● **Tugas Tertulis**:
a – Dalam kutipan tentang perpajakan internasional, apa pengertian Taxing Outbound Income?
b – Tulis lanjutan teks tentang perpajakan internasional, dimulai setelah kalimat terakhir yang tercantum.

● **Kutipan Dokumen**:
——

RUANG LINGKUP PERPAJAKAN INTERNASIONAL
Untuk memudahkan dalam pemahaman tentang pajak internasional khususnya  ditinjau dari Subjek dan Objek Pajak, maka  dapat dikategorikan menjadi 2 (dua) pandangan yaitu :
1.      Taxing Inbound Income ; Pemajakan atas Subjek Pajak Dalam Negeri (SPDN) yang memperoleh penghasilan yang bersumber dari luar negeri.
2.      Taxing Outbound Income ; Pemajakan atas Subjek Pajak Luar Negeri (SPLN) yang memperoleh penghasilan yang bersumber dari dalam negeri
Kita mengetahui bahwa negara memiliki kedaulatan untuk mengenakan pajak terhadap setiap penghasilan setiap individu dan terdapat “connecting factors” antara Negara dengan suatu transaksi/peristiwa ekonomi yang menimbulkan penghasilan. Dalam Undang- Undang pajak menerapkan dua prinsip berdasarkan “connecting factors” tersebut yaitu :
§  Residence Principle (Azas Residensi), Hak Negara mengenakan pajak kepada seseorang (individu atau badan) karena terdapat personal attachment”, seperti: residensi, domisili, kewarganegaraan, tempat pendirian, tempat kedudukan manajemen. (Worldwide Income)

——

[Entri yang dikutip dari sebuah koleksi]
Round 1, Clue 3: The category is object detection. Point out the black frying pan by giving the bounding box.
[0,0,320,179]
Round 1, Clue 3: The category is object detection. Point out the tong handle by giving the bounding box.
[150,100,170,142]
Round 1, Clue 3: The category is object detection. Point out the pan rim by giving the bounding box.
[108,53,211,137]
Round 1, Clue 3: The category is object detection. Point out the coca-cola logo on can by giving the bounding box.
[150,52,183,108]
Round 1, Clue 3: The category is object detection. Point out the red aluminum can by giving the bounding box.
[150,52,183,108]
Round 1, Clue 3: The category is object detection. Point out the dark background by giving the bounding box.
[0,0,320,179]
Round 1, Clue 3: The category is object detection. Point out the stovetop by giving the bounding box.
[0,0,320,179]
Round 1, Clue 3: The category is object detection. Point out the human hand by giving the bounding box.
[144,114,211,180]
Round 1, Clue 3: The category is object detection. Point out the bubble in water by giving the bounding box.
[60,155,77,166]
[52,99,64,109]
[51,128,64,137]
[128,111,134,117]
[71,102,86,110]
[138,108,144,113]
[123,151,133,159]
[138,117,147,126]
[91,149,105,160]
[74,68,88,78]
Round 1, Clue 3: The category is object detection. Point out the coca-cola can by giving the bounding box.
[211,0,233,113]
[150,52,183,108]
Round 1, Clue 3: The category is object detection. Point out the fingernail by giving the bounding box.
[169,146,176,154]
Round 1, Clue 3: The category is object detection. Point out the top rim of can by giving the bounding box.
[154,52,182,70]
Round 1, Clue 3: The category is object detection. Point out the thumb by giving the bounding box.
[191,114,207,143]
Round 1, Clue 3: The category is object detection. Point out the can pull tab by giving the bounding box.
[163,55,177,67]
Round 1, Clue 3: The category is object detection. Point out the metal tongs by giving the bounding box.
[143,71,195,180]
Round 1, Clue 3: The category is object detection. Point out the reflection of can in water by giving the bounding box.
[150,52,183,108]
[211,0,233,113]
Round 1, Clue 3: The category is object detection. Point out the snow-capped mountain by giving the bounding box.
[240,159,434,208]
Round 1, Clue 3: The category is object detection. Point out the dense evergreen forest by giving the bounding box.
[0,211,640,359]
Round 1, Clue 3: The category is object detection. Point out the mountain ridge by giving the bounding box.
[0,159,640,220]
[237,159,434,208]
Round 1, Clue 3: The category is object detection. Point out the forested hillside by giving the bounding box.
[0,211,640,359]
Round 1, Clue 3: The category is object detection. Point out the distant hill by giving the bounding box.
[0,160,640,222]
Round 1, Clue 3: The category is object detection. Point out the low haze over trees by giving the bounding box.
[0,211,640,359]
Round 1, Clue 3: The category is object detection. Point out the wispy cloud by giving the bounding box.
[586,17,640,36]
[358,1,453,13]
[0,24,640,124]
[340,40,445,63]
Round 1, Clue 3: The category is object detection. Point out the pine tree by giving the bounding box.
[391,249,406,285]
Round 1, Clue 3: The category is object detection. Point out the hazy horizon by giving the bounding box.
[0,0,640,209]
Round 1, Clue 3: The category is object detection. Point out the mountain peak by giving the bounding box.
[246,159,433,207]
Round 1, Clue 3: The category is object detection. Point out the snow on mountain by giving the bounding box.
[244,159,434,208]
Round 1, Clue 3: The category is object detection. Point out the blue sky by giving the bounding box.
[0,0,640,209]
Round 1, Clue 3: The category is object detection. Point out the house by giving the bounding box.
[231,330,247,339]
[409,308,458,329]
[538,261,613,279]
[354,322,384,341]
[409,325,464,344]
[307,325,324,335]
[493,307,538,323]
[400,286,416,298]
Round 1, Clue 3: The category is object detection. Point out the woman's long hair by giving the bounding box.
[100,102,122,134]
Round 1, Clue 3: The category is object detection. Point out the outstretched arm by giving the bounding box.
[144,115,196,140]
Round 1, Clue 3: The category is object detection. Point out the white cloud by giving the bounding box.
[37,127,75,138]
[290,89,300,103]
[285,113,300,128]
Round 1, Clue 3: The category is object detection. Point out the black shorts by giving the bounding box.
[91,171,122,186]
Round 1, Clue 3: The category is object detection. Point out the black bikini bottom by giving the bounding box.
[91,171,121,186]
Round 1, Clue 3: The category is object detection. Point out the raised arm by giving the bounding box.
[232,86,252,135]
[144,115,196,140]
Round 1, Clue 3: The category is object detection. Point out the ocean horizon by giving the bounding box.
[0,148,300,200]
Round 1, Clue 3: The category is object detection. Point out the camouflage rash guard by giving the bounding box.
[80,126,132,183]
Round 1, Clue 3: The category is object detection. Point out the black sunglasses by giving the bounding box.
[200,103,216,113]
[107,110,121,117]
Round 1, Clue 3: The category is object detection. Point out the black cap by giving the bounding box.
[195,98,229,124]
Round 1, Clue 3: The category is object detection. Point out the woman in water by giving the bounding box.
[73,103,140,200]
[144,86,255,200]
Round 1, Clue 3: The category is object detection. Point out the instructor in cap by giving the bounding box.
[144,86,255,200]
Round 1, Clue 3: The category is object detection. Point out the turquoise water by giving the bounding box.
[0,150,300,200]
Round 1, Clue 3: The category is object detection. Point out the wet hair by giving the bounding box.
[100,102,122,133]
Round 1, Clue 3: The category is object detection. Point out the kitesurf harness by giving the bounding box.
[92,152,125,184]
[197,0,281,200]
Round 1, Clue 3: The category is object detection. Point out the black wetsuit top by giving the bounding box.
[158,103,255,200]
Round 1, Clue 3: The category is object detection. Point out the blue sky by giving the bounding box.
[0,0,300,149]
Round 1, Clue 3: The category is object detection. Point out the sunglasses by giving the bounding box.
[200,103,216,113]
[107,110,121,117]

——

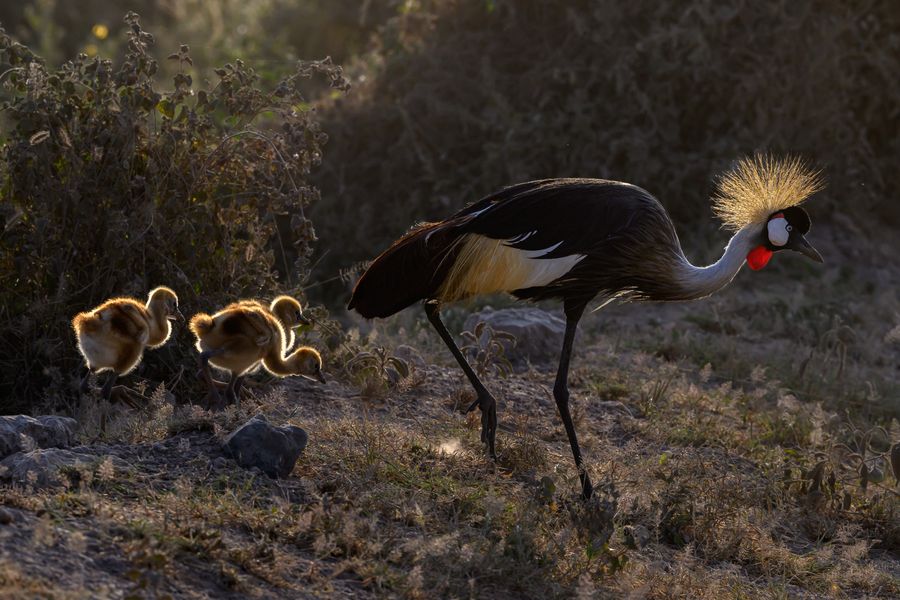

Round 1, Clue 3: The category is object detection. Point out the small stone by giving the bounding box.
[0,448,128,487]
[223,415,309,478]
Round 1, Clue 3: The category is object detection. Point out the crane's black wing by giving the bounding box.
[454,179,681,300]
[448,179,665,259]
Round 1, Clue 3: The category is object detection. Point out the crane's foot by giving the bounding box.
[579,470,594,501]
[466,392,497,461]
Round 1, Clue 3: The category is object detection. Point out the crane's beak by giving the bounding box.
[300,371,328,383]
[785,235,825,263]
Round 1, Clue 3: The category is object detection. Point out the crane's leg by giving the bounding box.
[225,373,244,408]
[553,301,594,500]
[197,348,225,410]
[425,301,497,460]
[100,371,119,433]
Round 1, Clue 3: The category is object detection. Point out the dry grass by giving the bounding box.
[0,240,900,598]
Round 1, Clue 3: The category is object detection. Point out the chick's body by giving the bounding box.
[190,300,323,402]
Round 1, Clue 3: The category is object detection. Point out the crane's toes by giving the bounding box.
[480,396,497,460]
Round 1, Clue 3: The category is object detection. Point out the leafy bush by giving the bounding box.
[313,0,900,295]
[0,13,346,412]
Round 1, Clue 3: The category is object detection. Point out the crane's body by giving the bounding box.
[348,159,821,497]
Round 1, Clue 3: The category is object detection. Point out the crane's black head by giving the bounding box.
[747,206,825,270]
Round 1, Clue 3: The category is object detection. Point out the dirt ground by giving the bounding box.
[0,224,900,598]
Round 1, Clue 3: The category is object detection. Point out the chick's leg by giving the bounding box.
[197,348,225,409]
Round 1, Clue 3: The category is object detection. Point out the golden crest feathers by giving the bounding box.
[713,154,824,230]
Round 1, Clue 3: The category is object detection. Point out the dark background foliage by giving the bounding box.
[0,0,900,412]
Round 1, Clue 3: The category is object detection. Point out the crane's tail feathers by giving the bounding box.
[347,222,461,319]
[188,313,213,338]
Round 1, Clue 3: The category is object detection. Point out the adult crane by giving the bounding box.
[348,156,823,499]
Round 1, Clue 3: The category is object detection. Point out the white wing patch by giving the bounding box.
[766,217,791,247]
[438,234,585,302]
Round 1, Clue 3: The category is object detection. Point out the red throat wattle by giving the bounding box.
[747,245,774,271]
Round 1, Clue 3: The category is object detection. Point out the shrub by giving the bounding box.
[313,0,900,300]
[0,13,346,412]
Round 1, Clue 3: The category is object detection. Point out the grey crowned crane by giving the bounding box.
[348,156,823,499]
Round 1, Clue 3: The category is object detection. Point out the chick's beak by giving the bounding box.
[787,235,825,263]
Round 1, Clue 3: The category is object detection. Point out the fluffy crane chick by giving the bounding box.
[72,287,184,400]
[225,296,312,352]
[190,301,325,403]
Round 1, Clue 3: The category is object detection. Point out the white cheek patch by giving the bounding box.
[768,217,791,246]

——

● **Jawaban Latihan**:
a – Pemajakan atas Subjek Pajak Luar Negeri (SPLN) yang memperoleh penghasilan yang bersumber dari dalam negeri.

b –
§  Source Principle (Azas Sumber), Hak Negara mengenakan pajak kepada seseorang (individu atau badan) karena terdapat“economic attachment” yaitu penghasilan yang bersumber di Negara tersebut.
Beberapa prinsip dalam perpajakan internasional yang salah satunya dikemukakan oleh Doernberg (1989) menyebut 3 unsur netralitas yang harus dipenuhi dalam kebijakan perpajakan internasional, yaitu :
1.      Capital Export Neutrality (Netralitas Pasar Domestik): Kemanapun kita berinvestasi, beban pajak yang dibayar haruslah sama. Sehingga tidak ada bedanya bila kita berinvestasi di dalam atau luar negeri. Maka jangan sampai bila berinvestasi di luar negeri, beban pajaknya lebih besar karena menanggung pajak dari dua negara. Hal ini akan melandasi UU PPh Psl 24 yang mengatur kredit pajak luar negeri.
2.      Capital Import Neutrality (Netralitas Pasar Internasional): Darimana pun investasi berasal, dikenakan pajak yang sama. Sehingga baik investor dari dalam negeri atau luar negeri akan dikenakan tarif pajak yang sama bila berinvestasi di suatu negara. Hal ini melandasi hak pemajakan yang sama dengan Wajib Pajak Dalam Negeri (WPDN) terhadap permanent establishment (PE) atau Badan Uasah Tetap (BUT) yang dapat berupa cabang perusahaan ataupun kegiatan jasa yang melewati time-test dari peraturan yang berlaku.
3.      National Neutrality: Setiap negara, mempunyai bagian pajak atas penghasilan yang sama. Sehingga bila ada pajak luar negeri yang tidak bisa dikreditkan boleh dikurangkan sebagai biaya pengurang laba.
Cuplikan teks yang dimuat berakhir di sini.